• Dataset excerpts:
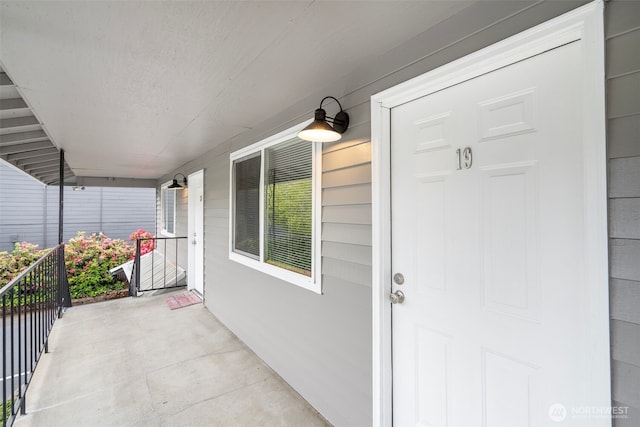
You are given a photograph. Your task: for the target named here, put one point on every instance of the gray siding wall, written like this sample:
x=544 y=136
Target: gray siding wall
x=29 y=210
x=623 y=114
x=321 y=344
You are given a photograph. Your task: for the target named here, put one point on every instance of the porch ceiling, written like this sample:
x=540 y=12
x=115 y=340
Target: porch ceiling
x=136 y=89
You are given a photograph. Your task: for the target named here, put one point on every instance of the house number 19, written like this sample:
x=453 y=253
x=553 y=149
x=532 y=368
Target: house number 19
x=464 y=158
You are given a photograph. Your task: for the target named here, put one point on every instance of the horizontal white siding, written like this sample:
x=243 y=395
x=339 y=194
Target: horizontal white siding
x=321 y=344
x=623 y=137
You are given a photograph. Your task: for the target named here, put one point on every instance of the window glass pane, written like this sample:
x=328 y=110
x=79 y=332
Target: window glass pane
x=288 y=206
x=247 y=206
x=168 y=212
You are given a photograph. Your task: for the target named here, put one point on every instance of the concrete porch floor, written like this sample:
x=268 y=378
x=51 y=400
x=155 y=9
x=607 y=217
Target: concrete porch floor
x=134 y=362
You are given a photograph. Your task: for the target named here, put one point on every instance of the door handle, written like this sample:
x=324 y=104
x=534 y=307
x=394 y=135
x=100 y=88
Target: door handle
x=397 y=297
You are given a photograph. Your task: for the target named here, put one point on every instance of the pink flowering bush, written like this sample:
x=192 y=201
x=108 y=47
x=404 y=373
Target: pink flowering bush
x=146 y=246
x=89 y=259
x=23 y=255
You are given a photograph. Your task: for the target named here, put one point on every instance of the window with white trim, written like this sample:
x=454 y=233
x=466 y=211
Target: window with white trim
x=168 y=209
x=275 y=208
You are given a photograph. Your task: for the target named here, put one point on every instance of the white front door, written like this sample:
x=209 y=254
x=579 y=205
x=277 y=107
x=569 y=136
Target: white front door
x=196 y=231
x=488 y=226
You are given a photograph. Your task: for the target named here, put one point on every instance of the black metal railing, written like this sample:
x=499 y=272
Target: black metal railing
x=159 y=268
x=31 y=302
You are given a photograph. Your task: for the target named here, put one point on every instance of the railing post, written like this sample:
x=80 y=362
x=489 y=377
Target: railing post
x=133 y=288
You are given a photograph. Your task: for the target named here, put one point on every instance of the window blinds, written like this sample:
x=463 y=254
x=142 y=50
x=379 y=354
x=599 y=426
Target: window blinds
x=247 y=205
x=288 y=206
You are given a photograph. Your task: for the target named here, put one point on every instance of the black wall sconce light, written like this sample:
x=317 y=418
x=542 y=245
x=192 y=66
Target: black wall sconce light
x=320 y=130
x=175 y=186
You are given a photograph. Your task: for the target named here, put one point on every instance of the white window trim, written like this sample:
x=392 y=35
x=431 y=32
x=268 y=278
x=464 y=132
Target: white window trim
x=313 y=283
x=163 y=231
x=584 y=23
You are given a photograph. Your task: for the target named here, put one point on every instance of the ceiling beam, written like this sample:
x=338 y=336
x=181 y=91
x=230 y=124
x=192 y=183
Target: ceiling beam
x=37 y=166
x=5 y=80
x=53 y=177
x=35 y=161
x=12 y=104
x=18 y=122
x=101 y=181
x=32 y=136
x=51 y=153
x=5 y=150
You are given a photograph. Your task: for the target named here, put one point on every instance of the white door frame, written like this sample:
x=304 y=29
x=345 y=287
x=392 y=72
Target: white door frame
x=191 y=223
x=584 y=23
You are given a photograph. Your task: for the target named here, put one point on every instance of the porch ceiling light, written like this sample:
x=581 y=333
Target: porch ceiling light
x=175 y=186
x=320 y=130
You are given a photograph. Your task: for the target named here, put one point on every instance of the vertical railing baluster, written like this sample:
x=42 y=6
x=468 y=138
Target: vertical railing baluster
x=13 y=364
x=4 y=364
x=176 y=263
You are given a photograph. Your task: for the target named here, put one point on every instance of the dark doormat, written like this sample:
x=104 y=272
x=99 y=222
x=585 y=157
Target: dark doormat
x=184 y=299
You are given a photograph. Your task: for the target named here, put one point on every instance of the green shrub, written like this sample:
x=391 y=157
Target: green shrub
x=23 y=255
x=88 y=260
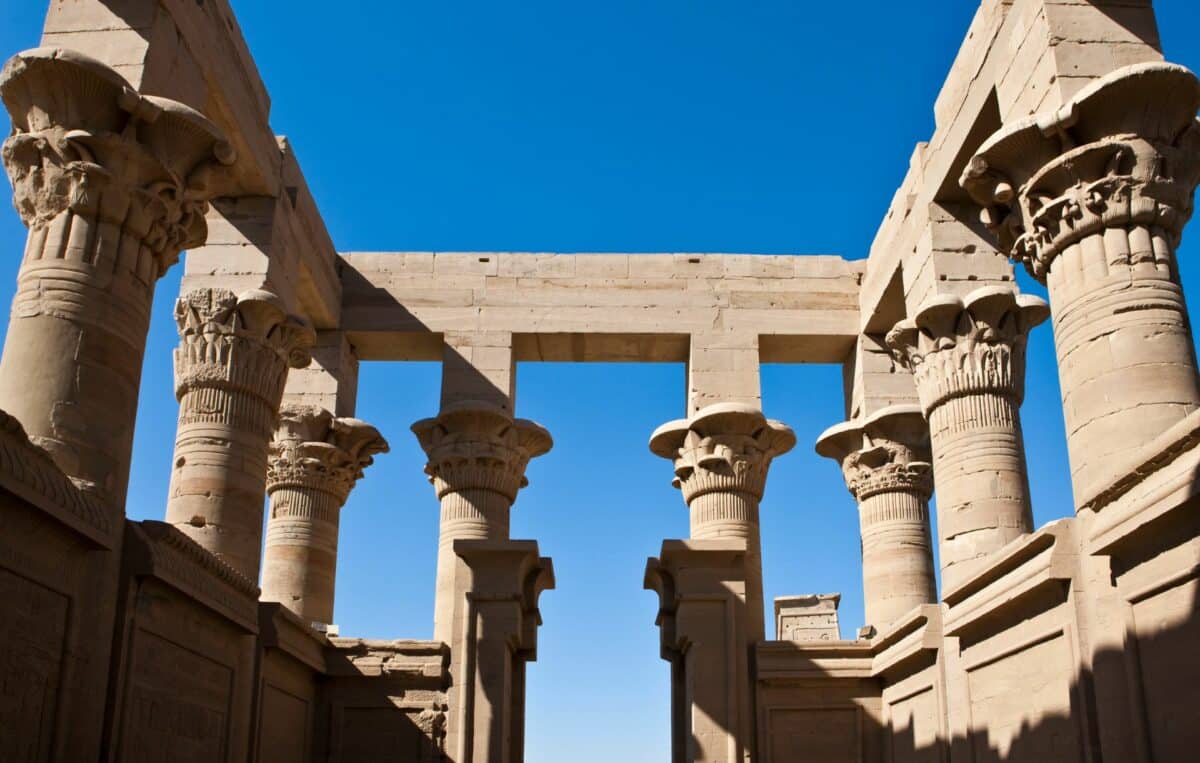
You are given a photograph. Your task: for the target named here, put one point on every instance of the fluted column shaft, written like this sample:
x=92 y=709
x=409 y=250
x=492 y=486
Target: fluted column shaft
x=885 y=461
x=315 y=462
x=112 y=186
x=721 y=457
x=1092 y=199
x=231 y=368
x=898 y=556
x=477 y=461
x=967 y=358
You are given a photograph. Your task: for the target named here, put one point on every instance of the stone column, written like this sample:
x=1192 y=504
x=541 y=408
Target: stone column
x=495 y=635
x=231 y=368
x=721 y=456
x=886 y=462
x=477 y=460
x=702 y=634
x=967 y=356
x=313 y=462
x=1092 y=199
x=112 y=185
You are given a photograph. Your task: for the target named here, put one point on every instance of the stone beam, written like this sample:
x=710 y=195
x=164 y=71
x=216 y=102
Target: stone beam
x=273 y=242
x=600 y=307
x=186 y=50
x=1019 y=56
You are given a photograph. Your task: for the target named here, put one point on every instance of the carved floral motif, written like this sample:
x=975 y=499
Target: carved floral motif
x=723 y=448
x=1123 y=152
x=957 y=347
x=132 y=172
x=475 y=445
x=886 y=452
x=315 y=450
x=235 y=343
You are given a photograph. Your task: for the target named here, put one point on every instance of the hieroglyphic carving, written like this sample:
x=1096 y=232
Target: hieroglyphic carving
x=179 y=703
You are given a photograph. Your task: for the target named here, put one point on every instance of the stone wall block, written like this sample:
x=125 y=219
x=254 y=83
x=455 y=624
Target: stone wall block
x=886 y=462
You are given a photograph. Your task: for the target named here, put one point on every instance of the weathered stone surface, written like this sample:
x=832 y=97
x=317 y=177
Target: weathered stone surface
x=131 y=641
x=313 y=462
x=477 y=460
x=721 y=455
x=231 y=367
x=886 y=462
x=967 y=358
x=1092 y=199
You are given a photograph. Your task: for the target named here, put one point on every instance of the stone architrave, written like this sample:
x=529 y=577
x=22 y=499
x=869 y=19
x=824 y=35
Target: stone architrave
x=886 y=462
x=967 y=358
x=315 y=460
x=703 y=635
x=721 y=456
x=495 y=635
x=231 y=368
x=1092 y=199
x=478 y=455
x=112 y=185
x=807 y=618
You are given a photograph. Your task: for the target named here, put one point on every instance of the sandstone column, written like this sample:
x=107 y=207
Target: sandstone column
x=721 y=456
x=885 y=460
x=495 y=635
x=477 y=460
x=231 y=368
x=967 y=356
x=1093 y=198
x=112 y=185
x=315 y=461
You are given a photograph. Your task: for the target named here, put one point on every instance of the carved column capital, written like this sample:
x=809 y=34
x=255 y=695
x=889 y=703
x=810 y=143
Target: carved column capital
x=243 y=342
x=313 y=450
x=886 y=452
x=1123 y=152
x=130 y=166
x=726 y=448
x=966 y=346
x=478 y=446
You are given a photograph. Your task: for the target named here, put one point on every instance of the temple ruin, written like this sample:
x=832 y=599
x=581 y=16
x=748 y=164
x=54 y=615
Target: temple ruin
x=1063 y=144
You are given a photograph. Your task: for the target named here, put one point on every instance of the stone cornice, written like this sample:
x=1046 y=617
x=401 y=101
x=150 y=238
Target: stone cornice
x=1123 y=151
x=238 y=342
x=160 y=551
x=29 y=472
x=721 y=448
x=477 y=445
x=967 y=346
x=885 y=452
x=312 y=449
x=87 y=142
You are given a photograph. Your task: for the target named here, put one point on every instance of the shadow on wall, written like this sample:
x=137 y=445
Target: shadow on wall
x=1008 y=686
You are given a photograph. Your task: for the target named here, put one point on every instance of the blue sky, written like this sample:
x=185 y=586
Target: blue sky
x=629 y=125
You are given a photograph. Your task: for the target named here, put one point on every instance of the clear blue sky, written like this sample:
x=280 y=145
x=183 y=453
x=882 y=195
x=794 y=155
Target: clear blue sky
x=773 y=126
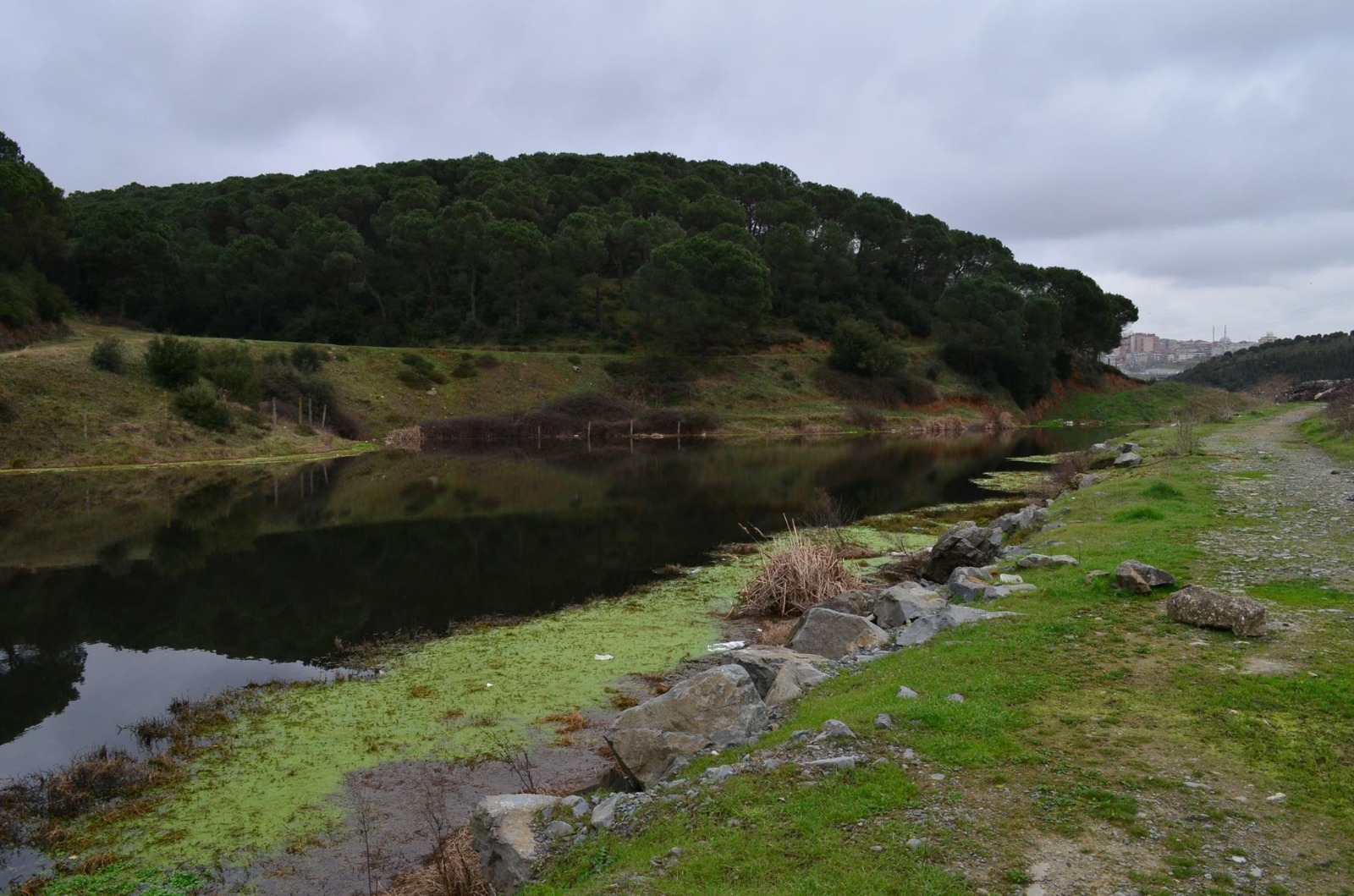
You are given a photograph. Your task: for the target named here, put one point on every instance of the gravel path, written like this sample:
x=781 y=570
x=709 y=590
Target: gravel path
x=1293 y=523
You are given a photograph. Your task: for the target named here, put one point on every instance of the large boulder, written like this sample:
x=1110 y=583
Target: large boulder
x=924 y=629
x=791 y=681
x=715 y=708
x=1141 y=578
x=1028 y=517
x=966 y=544
x=904 y=602
x=970 y=584
x=1196 y=605
x=855 y=602
x=764 y=662
x=833 y=635
x=501 y=828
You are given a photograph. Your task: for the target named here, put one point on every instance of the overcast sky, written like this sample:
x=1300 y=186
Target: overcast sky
x=1193 y=155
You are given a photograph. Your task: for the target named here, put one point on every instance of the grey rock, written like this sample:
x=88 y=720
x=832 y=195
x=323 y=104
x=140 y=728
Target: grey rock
x=1196 y=605
x=836 y=730
x=971 y=588
x=1141 y=578
x=857 y=602
x=833 y=762
x=501 y=832
x=604 y=814
x=715 y=708
x=792 y=681
x=833 y=635
x=1028 y=517
x=958 y=613
x=1039 y=561
x=961 y=546
x=764 y=662
x=900 y=605
x=718 y=773
x=922 y=629
x=575 y=805
x=559 y=828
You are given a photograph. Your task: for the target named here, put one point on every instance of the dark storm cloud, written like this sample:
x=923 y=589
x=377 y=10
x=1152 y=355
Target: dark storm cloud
x=1182 y=149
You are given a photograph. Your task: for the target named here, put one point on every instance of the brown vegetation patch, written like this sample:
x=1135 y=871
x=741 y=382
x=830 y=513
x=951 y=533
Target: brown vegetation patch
x=566 y=722
x=453 y=871
x=796 y=575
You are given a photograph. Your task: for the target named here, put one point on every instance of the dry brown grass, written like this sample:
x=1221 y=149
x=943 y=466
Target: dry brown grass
x=95 y=864
x=905 y=569
x=796 y=574
x=453 y=871
x=566 y=722
x=938 y=426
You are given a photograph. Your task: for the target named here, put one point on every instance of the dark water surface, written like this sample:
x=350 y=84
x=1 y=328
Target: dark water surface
x=124 y=591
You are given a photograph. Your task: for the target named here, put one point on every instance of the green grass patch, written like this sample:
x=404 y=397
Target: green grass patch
x=773 y=833
x=1159 y=490
x=1139 y=514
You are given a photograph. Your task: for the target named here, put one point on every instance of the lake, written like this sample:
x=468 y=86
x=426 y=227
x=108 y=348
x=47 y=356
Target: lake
x=124 y=591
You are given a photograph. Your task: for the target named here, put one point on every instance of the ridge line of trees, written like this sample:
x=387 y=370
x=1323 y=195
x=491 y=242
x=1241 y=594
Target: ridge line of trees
x=649 y=250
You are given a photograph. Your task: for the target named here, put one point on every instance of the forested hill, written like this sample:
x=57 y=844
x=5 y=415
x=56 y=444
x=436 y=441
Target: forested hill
x=643 y=250
x=1296 y=359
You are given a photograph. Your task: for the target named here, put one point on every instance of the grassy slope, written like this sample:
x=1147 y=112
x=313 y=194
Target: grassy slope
x=49 y=388
x=1080 y=713
x=1158 y=402
x=1330 y=437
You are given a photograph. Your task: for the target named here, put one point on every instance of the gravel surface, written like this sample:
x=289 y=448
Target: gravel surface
x=1295 y=523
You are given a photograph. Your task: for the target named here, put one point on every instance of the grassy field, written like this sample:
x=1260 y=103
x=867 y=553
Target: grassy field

• Your goal:
Repeat the lines above, starting at the first and stopping after the line that holds "x=553 y=149", with the pictures left out.

• Exercise solution:
You are given a photograph. Your task: for the target named here, put one point on every instance of the gray siding wall, written like this sample:
x=544 y=136
Target: gray siding wall
x=29 y=210
x=623 y=114
x=321 y=344
You are given a photograph. Your task: for the target named here, put one point on every instance of the porch ceiling, written like this sample:
x=540 y=12
x=115 y=340
Target: porch ceiling
x=136 y=89
You are given a photograph. Your task: for the target named here, put one point on every instance of the house number 19, written like this sample:
x=453 y=253
x=553 y=149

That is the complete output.